Task directions:
Pull out every line from the line containing "208, row 245." through the end of the material, both ends included, and reproduce it exactly. Keep pictures out.

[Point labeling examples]
━━━━━━

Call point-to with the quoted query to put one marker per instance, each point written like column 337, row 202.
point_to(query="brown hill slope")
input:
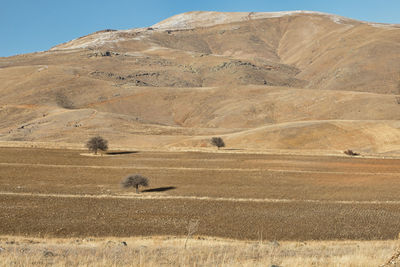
column 265, row 80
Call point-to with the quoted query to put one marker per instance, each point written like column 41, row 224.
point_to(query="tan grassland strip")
column 144, row 197
column 191, row 169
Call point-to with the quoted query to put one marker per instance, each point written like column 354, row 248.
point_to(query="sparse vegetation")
column 97, row 143
column 218, row 142
column 135, row 180
column 167, row 251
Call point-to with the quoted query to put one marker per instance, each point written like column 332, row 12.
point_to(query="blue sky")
column 37, row 25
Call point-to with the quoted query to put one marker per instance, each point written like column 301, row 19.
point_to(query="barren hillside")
column 285, row 80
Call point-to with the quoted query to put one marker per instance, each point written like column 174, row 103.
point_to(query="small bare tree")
column 192, row 228
column 218, row 142
column 97, row 143
column 135, row 180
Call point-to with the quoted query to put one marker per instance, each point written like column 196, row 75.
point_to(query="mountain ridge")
column 163, row 87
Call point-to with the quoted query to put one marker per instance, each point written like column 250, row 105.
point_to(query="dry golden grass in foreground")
column 61, row 193
column 169, row 251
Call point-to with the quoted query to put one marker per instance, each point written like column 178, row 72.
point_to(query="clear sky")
column 37, row 25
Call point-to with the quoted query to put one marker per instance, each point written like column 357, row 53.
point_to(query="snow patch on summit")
column 210, row 18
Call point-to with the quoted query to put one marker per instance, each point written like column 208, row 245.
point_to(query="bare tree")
column 97, row 143
column 218, row 142
column 192, row 228
column 135, row 180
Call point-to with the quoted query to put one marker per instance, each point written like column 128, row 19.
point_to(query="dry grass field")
column 64, row 193
column 165, row 251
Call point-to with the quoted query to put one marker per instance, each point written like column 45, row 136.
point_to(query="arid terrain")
column 240, row 196
column 287, row 91
column 287, row 80
column 48, row 194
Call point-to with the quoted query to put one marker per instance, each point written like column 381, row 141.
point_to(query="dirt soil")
column 287, row 197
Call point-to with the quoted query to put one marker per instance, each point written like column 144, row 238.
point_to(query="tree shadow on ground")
column 159, row 189
column 121, row 152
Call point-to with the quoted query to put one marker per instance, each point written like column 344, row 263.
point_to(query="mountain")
column 296, row 80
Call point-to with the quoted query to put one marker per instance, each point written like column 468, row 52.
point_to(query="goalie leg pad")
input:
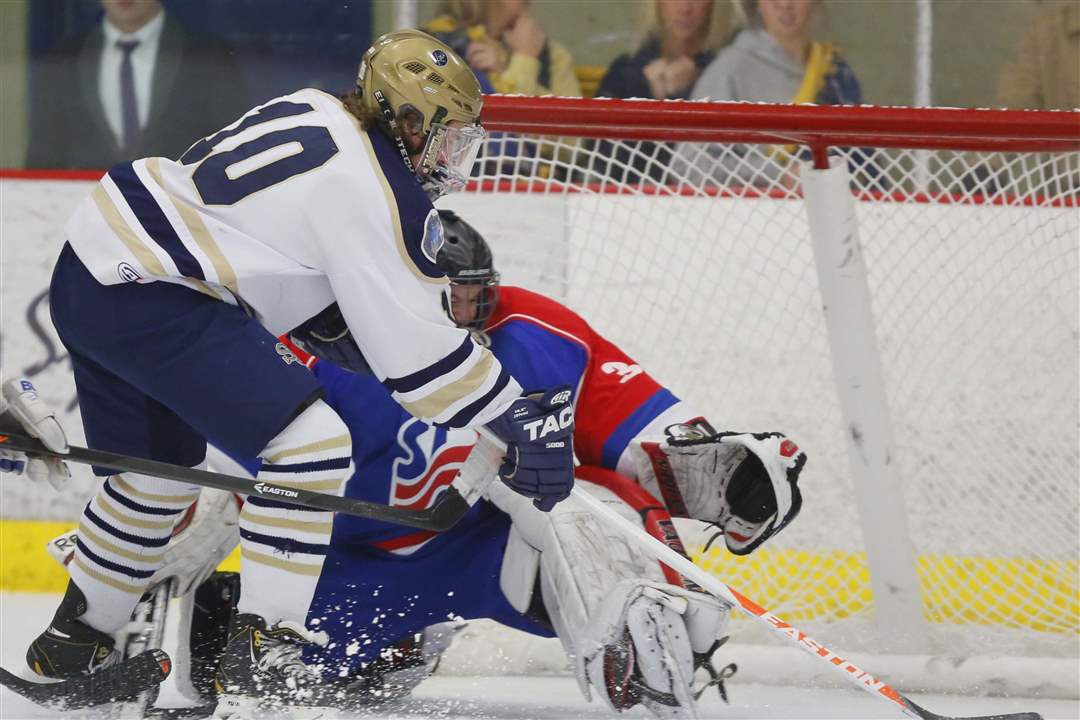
column 642, row 644
column 633, row 637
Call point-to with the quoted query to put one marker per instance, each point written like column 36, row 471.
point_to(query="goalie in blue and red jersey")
column 389, row 596
column 636, row 633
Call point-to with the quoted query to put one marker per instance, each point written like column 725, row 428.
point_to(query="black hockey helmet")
column 467, row 260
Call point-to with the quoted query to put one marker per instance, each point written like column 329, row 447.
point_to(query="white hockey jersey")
column 288, row 209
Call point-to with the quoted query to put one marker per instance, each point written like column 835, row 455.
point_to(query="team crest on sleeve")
column 127, row 273
column 432, row 236
column 285, row 353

━━━━━━

Exercise result:
Call point-to with the quoted query to put one marker per instance, each point written like column 208, row 245.
point_to(query="bare tree")
column 97, row 143
column 218, row 142
column 192, row 228
column 135, row 180
Call point-to with the quoted query to put one marker per instance, each point written like column 128, row 19.
point_to(query="dry grass field")
column 64, row 193
column 165, row 251
Call point-to with the quoted query to put one marker per instance, each point written like column 45, row 136.
point_to(query="arid terrain")
column 240, row 196
column 287, row 91
column 287, row 80
column 48, row 194
Call point-to with the quoted query to put one marker per instance, each point written like column 381, row 141.
point_to(query="dirt soil")
column 287, row 197
Call point-to with the quoted query to put one marker per instance, each point written like column 144, row 238.
point_to(query="tree shadow on ground")
column 159, row 189
column 121, row 152
Call point-to with the quoted query to put one marker per instance, each point written like column 344, row 263.
point_to(query="mountain")
column 296, row 80
Call point-to with the quoted query to put one marker per instance, each point written like column 468, row 52.
point_to(query="goalie leg pad")
input:
column 642, row 644
column 633, row 637
Call point-to with the quoted query to put one marker per instance, each point written like column 36, row 471.
point_to(query="goalie in blue and red jersey")
column 389, row 596
column 636, row 633
Call point-to with the quoted query to put one marker per instance, each point written like column 725, row 428.
point_to(query="black hockey helmet")
column 467, row 260
Call point-to with the quoted query to put one marker per instance, each point written like column 329, row 447.
point_to(query="white hockey jersey")
column 288, row 209
Call point-to with the quoted query to put one marker per instance, each point written like column 835, row 455.
point_to(query="team crest on sleeve")
column 127, row 273
column 432, row 236
column 285, row 353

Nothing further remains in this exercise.